— START Task inputs —

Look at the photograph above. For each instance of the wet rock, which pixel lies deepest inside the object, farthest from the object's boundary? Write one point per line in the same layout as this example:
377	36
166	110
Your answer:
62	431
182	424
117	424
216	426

— END Task inputs —

* [Set task] Copy out all of the data above, requests included. Scale every coordinate in the answers by 1.3 and round each result to a whole number, with halves rounded up. Leave the numbers in the requests and their sample layouts unchanged.

* [Worked solution]
Look at the photograph above. For each instance of the wet rock, which pixel lies deepest inside the object, farthest from the object's boundary? Write one point per line in the same layout as this example:
377	36
166	110
Your answer:
81	560
237	551
152	551
281	554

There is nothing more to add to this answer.